[EXERCISE TASK]: Render the rows below as a Markdown table with the columns Number and Text, one numbered entry per nonblank line. Omit the pictures.

----------------------------------------

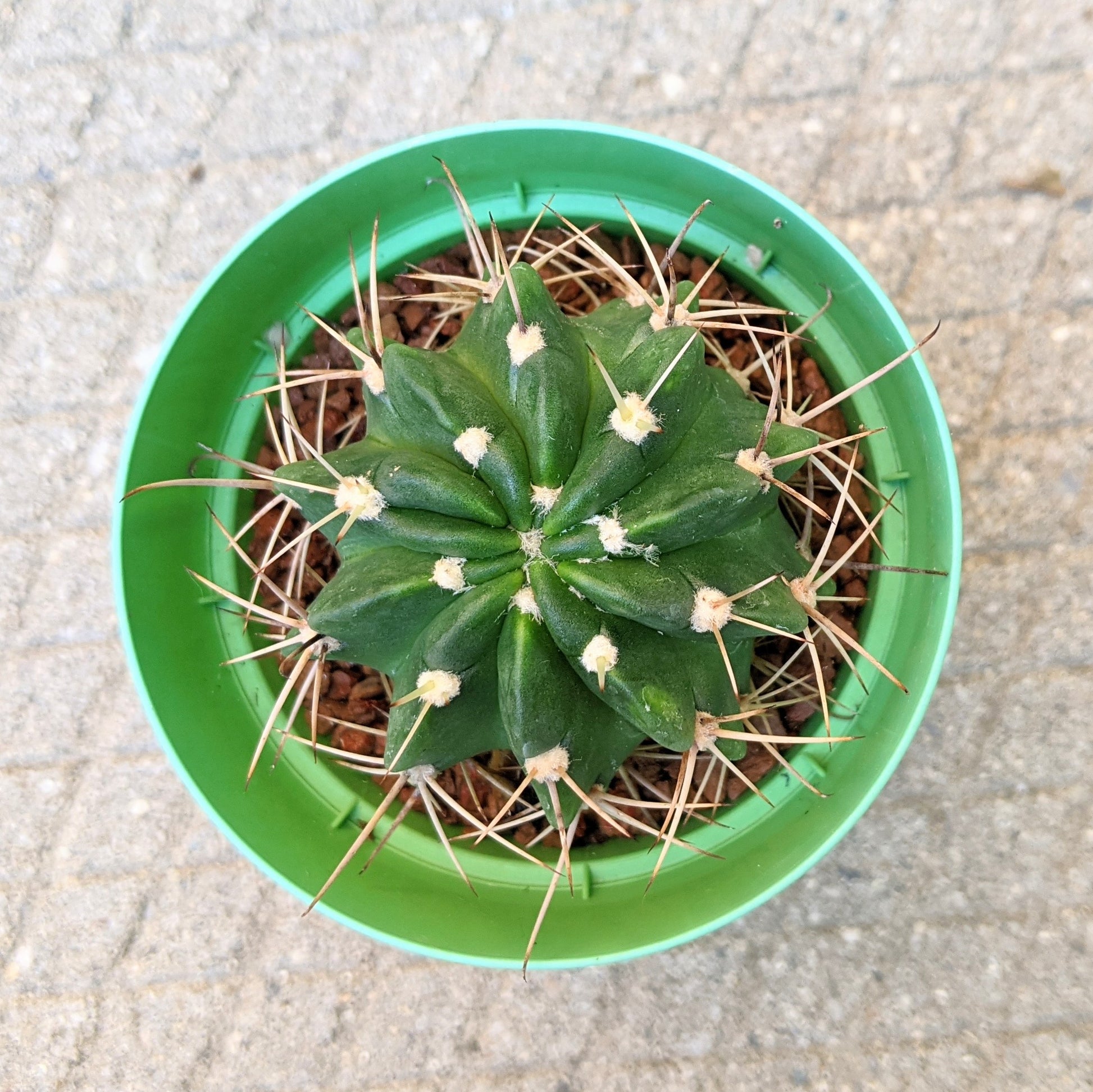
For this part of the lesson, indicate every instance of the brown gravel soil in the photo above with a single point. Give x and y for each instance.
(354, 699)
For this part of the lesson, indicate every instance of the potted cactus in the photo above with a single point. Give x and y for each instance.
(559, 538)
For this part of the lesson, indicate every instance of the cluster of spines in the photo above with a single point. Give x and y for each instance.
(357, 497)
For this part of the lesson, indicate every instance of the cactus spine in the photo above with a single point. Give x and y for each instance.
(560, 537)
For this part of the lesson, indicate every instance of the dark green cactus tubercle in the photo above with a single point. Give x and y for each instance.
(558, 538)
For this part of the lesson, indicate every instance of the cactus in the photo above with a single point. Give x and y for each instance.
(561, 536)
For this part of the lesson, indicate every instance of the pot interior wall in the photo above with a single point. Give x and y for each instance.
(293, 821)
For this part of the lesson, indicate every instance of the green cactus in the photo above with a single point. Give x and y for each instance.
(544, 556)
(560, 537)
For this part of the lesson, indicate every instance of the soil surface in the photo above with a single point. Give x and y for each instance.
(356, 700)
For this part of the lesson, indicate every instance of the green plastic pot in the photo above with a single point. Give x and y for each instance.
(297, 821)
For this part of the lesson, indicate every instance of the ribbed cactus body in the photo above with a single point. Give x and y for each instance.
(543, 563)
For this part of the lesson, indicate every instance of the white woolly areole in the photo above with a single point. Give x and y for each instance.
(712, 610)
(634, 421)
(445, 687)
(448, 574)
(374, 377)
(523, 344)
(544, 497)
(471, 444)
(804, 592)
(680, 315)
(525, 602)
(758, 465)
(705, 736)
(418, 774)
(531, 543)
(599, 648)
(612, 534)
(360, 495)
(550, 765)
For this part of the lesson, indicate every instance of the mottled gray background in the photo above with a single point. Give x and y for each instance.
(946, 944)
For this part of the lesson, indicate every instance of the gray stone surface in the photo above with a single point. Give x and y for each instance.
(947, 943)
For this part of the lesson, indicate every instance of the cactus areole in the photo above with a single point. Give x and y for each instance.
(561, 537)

----------------------------------------

[WORKED SOLUTION]:
| Number | Text |
|---|---|
| 1 | For this part of the lesson, indicate every instance of the brown gravel soil in the photo above with a single point. Give x and y for each instance. |
| 2 | (354, 699) |
| 3 | For this part of the lesson, indicate every instance of the potted cactus in the photo above with a single point. Give x and y for each instance. |
| 4 | (559, 538) |
| 5 | For this part of the lesson, indicate every instance of the cluster of spines in the photo above with a single point. Give x and y for each instance. |
| 6 | (357, 497) |
| 7 | For this part of the lesson, indicate every instance of the cactus spine in the photo above with a single point. Give x and y for each instance. |
| 8 | (560, 537) |
| 9 | For this part of the lesson, indicate every instance of the dark green cactus tubercle in the photo above with a single point. Give x and y for each instance. |
| 10 | (558, 538) |
| 11 | For this part of the lesson, indicate every instance of the cactus in the photo above with a single point. Give x and y for each instance. |
| 12 | (561, 536) |
| 13 | For this part of the lesson, indicate every instance of the pot interior wall in the photo above with a single point. Give x and y for each instance. |
| 14 | (293, 821) |
| 15 | For this part of the lesson, indicate every instance of the green cactus in the photo above with a single point. Give x and y for each instance. |
| 16 | (544, 556) |
| 17 | (560, 537) |
| 18 | For this part of the lesson, indicate every instance of the soil surface in the photo above with a single point. Give x and y for each instance. |
| 19 | (356, 700) |
| 20 | For this part of the lesson, indicate every instance of the green plastic pot in the photo above with a single point. Give x and y for each instance. |
| 21 | (297, 821) |
| 22 | For this part of the lesson, indicate every instance of the ribbed cactus body in the photo above with a single point. Give x and y for each instance. |
| 23 | (543, 563) |
| 24 | For this part of the lesson, indicate every instance of the white woolly areole in the photo above with a single point. Give x and y for each instance. |
| 25 | (712, 610) |
| 26 | (634, 421) |
| 27 | (445, 687) |
| 28 | (448, 574) |
| 29 | (374, 377) |
| 30 | (523, 344) |
| 31 | (544, 497) |
| 32 | (471, 444) |
| 33 | (804, 592) |
| 34 | (680, 315) |
| 35 | (525, 602) |
| 36 | (758, 465) |
| 37 | (705, 736) |
| 38 | (418, 774) |
| 39 | (531, 543) |
| 40 | (599, 648) |
| 41 | (612, 534) |
| 42 | (360, 495) |
| 43 | (550, 765) |
| 44 | For this part of the lesson, indicate every instance of the mottled gray background in the photo above with a single point. Give x and y for each instance. |
| 45 | (946, 944) |
| 46 | For this part of the lesson, indicate every instance of the gray stone surface in the photo above with a single point. Give x and y for each instance. |
| 47 | (947, 943) |
| 48 | For this part of the lesson, indicate every instance of the cactus areole in the photo above with a single point. Give x and y for each instance. |
| 49 | (561, 537) |